**Given request 1**
Answer these from the Paul Harris profile:
(a) How many years has Harris been Principal Bassist of the NJSO?
(b) In what city did Harris's life in music begin?
(c) Which artist did Harris tour the United States with?
**Given request 2**
Who taught Harris bass, according to the Paul Harris profile? Name every teacher.

**Supplied text**
Paul Harris will be missed for his quiet, yet formidable, decades-long leadership of the Bass section. He was deeply committed to the power and impact of the NJSO’s music in the lives of people of all ages and backgrounds. His colleagues within the orchestra will remember his gentle strength, his ever-present ear plugs, and his frequent quips from “The Godfather.”

Read Paul's obituary


The Star-Ledger has praised NJSO Principal Bassist PAUL HARRIS as “a joy to hear and behold.” Harris has been Principal Bassist of the NJSO for 22 years. His professional performing career includes solo appearances with the NJSO, Stamford Chamber Orchestra and Bachanalia Chamber Orchestra; performances and international tours with the New York Philharmonic under Bernstein, Boulez and Mehta and solo and chamber collaborations with such notables as Erick Friedman, Arnold Steinhardt and a bevy of international competition medalists. His performance of Giovanni Bottesini’s Grand Duo Concertante for Violin and Contrabass with Friedman received rousing acclaim at the International F.A.M.E. Festival in Princeton.

In the popular genre, Harris has recorded for Paramount and Universal Pictures, recorded with Frank Sinatra, Tony Bennett and Michael Jackson and toured the United States with Luther Vandross.

As an artistic mentor, Harris has served on the faculties of international festivals, was professor at Rutgers University’s Mason Gross School of the Arts for many years and has lectured for the Graduate Orchestral Studies Forum at the Manhattan School of Music. He has a strong reputation as an instrumental auditions coach, having assisted high-level musicians on various instruments in acquiring front-stand positions in orchestras in the United States and abroad.

Harris’ life in music began at home in Dayton, Ohio, hearing his mother, Wanda Parsons Harris, performing as a pianist with the Dayton Philharmonic Orchestra and on local concert series. His father, Paul Harris Jr., was also very musical.

Harris’ studies in bass began with Irene Niehous at the Dayton Philharmonic Orchestra. He was soon a scholarship pupil of former Cincinnati Symphony principal Barry Green at the University of Cincinnati College Conservatory of Music, and he became a full scholarship pupil of David Perlman, former Cleveland Orchestra principal, at the Cleveland Institute of Music, from which he received the Alumni Achievement Award for Professional Excellence.

**Given material**
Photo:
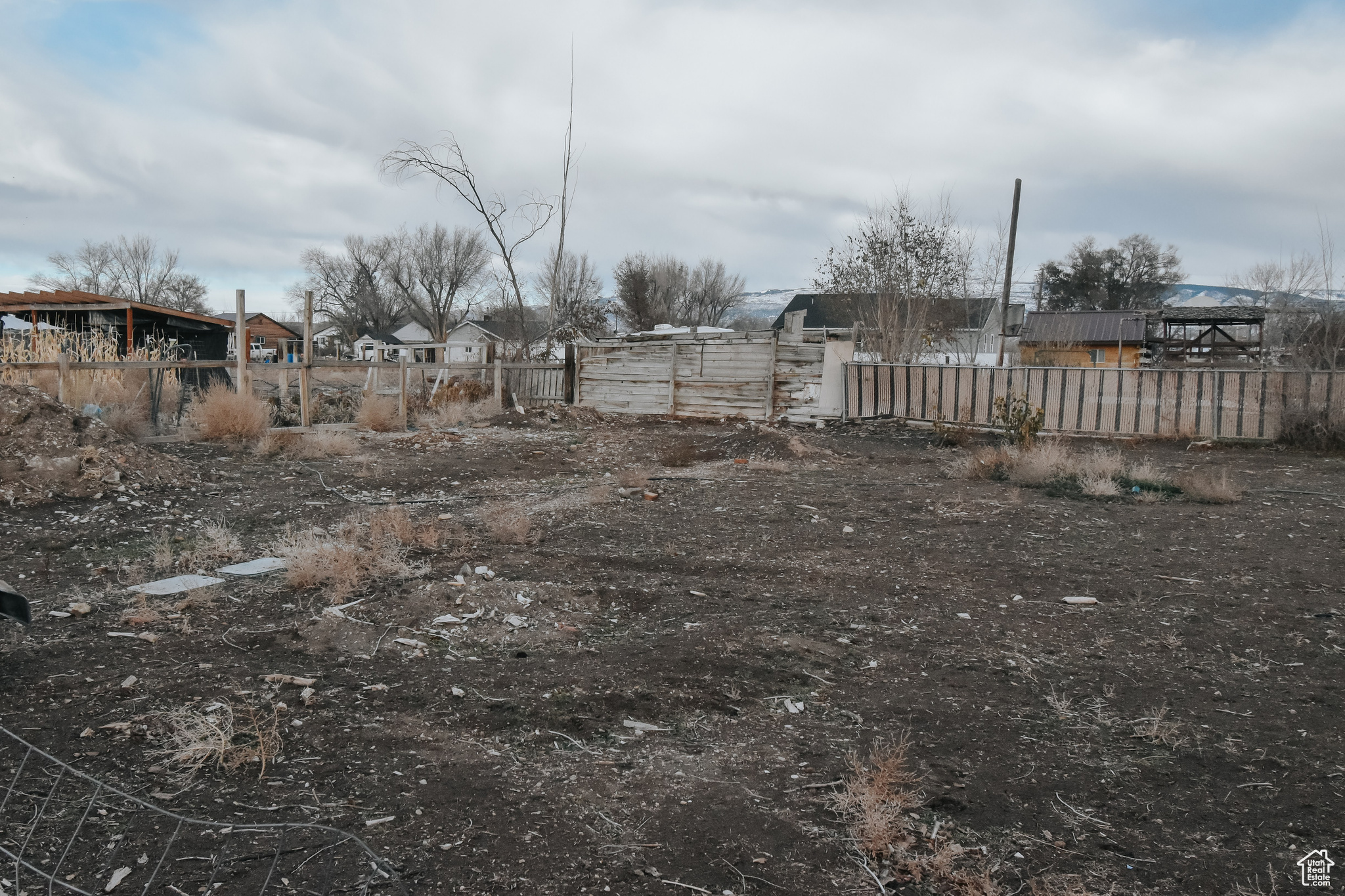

**Expected output 1**
(a) 22 years
(b) Dayton, Ohio
(c) Luther Vandross

**Expected output 2**
Irene Niehous, Barry Green, David Perlman